#### OBJECTIVES:
- a) Put the rows into a Markdown table with the columns Number and Content, starting with the line that contains "of the turned" and going on through the end of the rows. Leave out blank lines.
- b) Write what comes next in the vegan German chocolate cookie recipe.

#### DOCUMENT SEGMENT:
※
These Vegan German Chocolate Cookies are a delicious twist on the classic cake, featuring chewy chocolate cookies filled with a toasted coconut-pecan mixture. Simple to make with pantry staples, these cookies are fully vegan, perfectly moist, and bursting with signature German chocolate flavors. Ideal for dessert lovers, parties, or a vegan treat any time.


Ingredients

Units Scale

Wet Ingredients

  • 1/4 cup maple syrup
  • 1/3 cup almond butter (natural smooth and drippy, or use cashew butter)
  • 1/2 teaspoon vanilla extract
  • 2 tablespoons non-dairy milk

Dry Ingredients

  • 1/4 cup oats (quick cooking or old fashioned)
  • 2 tablespoons shredded coconut
  • 1/2 cup all purpose flour (or gluten-free all purpose flour)
※
#### INPUT FOR THIS TASK:

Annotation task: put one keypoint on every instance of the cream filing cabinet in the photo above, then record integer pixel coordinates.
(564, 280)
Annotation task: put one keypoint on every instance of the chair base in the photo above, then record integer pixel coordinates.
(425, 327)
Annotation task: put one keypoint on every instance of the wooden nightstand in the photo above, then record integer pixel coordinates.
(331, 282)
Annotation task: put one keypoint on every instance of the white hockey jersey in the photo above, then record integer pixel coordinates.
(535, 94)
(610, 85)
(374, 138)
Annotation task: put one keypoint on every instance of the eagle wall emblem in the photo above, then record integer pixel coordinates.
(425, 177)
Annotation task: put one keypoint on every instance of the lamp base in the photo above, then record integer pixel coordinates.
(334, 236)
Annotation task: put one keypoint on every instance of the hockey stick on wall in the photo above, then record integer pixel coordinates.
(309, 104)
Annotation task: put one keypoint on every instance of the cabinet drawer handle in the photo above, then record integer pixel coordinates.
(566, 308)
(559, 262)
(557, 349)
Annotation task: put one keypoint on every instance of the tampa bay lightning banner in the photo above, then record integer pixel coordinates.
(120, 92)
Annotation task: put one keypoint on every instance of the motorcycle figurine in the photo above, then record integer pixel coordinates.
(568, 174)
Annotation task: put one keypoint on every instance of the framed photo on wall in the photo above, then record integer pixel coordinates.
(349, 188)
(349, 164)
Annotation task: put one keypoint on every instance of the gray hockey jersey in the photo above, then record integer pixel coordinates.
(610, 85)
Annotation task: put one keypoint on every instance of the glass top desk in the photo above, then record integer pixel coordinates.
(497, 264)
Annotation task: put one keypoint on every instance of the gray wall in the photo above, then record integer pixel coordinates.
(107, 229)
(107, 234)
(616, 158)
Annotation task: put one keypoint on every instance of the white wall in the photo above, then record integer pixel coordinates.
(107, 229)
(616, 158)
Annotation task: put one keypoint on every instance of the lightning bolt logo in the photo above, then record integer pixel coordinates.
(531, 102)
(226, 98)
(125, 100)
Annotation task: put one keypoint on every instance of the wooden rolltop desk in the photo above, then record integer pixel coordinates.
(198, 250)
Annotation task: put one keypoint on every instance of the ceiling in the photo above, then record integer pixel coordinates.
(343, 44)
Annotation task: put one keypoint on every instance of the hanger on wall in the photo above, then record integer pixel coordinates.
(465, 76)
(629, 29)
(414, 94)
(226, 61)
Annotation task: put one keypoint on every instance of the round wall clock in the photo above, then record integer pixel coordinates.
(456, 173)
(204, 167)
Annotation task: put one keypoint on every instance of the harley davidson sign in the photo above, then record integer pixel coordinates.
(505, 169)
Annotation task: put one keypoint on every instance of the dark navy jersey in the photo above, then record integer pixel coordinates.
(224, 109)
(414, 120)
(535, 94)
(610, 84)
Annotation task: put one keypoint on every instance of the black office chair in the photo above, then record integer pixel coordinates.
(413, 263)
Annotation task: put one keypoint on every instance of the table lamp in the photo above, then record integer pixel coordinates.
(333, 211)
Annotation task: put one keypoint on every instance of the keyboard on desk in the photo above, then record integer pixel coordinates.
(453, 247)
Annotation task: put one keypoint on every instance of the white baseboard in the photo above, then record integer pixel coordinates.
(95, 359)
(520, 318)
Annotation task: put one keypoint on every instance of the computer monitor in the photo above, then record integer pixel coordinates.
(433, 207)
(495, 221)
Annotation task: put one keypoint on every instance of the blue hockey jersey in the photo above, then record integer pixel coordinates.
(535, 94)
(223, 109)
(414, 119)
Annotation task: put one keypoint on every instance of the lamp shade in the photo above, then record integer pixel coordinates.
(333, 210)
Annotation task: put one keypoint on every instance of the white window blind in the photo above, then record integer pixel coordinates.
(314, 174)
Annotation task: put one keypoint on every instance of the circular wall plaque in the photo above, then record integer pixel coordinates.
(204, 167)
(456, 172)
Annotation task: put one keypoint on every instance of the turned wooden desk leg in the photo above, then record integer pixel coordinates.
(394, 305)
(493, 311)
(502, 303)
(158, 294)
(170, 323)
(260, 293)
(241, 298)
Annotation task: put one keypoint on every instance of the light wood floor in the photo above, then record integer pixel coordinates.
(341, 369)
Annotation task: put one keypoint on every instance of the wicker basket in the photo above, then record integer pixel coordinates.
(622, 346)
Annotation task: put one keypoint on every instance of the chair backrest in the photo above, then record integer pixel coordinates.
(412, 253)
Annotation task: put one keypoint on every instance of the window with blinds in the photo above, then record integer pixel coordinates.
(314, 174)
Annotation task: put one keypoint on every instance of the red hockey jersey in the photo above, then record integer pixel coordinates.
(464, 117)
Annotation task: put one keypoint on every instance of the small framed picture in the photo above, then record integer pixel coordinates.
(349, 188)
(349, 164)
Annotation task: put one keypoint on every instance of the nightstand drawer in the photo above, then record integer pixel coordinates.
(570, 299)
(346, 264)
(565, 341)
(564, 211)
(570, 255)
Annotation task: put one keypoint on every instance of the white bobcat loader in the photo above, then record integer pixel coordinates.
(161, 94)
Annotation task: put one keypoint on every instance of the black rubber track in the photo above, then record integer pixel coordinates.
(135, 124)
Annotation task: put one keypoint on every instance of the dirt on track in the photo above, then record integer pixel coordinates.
※
#### OUTPUTS BY TASK:
- a)
| Number | Content |
|---|---|
| 1 | Annotation task: put one keypoint on every instance of the turned wooden desk leg in the photo above, then record integer pixel coordinates. |
| 2 | (394, 305) |
| 3 | (493, 311) |
| 4 | (502, 303) |
| 5 | (158, 294) |
| 6 | (170, 323) |
| 7 | (260, 293) |
| 8 | (241, 298) |
| 9 | Annotation task: put one keypoint on every instance of the light wood floor in the photo above, then record integer pixel coordinates. |
| 10 | (341, 369) |
| 11 | Annotation task: put one keypoint on every instance of the wicker basket in the photo above, then record integer pixel coordinates. |
| 12 | (622, 346) |
| 13 | Annotation task: put one keypoint on every instance of the chair backrest in the photo above, then record integer pixel coordinates. |
| 14 | (412, 253) |
| 15 | Annotation task: put one keypoint on every instance of the window with blinds in the photo above, then record integer pixel coordinates. |
| 16 | (314, 174) |
| 17 | Annotation task: put one keypoint on every instance of the red hockey jersey in the photo above, then record integer pixel coordinates. |
| 18 | (464, 117) |
| 19 | Annotation task: put one keypoint on every instance of the small framed picture in the photo above, then record integer pixel coordinates. |
| 20 | (349, 188) |
| 21 | (349, 164) |
| 22 | Annotation task: put one keypoint on every instance of the nightstand drawer in the photo above, then record integer pixel coordinates. |
| 23 | (570, 299) |
| 24 | (346, 264) |
| 25 | (565, 341) |
| 26 | (564, 211) |
| 27 | (570, 255) |
| 28 | Annotation task: put one keypoint on every instance of the white bobcat loader in the photo above, then record integer pixel coordinates. |
| 29 | (161, 94) |
| 30 | Annotation task: put one keypoint on every instance of the black rubber track in the photo above, then record integer pixel coordinates. |
| 31 | (135, 124) |
| 32 | Annotation task: put one keypoint on every instance of the dirt on track in the photo above, then record integer pixel coordinates. |

- b)
  • 3 tablespoons cocoa powder
  • 1/4 teaspoon baking soda
  • 1/4 teaspoon salt

Filling

  • 1/3 cup shredded coconut
  • 1/4 cup chopped pecans
  • 3 to 4 tablespoons maple syrup or sugar
  • 2 tablespoons non-dairy milk
  • 2 teaspoons cornstarch

Instructions

  1. Prepare the Cookie Dough: In a medium bowl, combine the wet ingredients: maple syrup, almond butter, vanilla extract, and non-dairy milk. In a separate large bowl, mix the dry ingredients: oats, shredded coconut, all purpose flour, cocoa powder, baking soda, and salt. Pour the wet ingredients into the dry ingredients and combine until a dough forms. For a sweeter cookie, add an extra tablespoon of sugar or maple syrup if desired. Mix well, pressing and folding until homogenous. Chill the dough in the fridge for 15 minutes.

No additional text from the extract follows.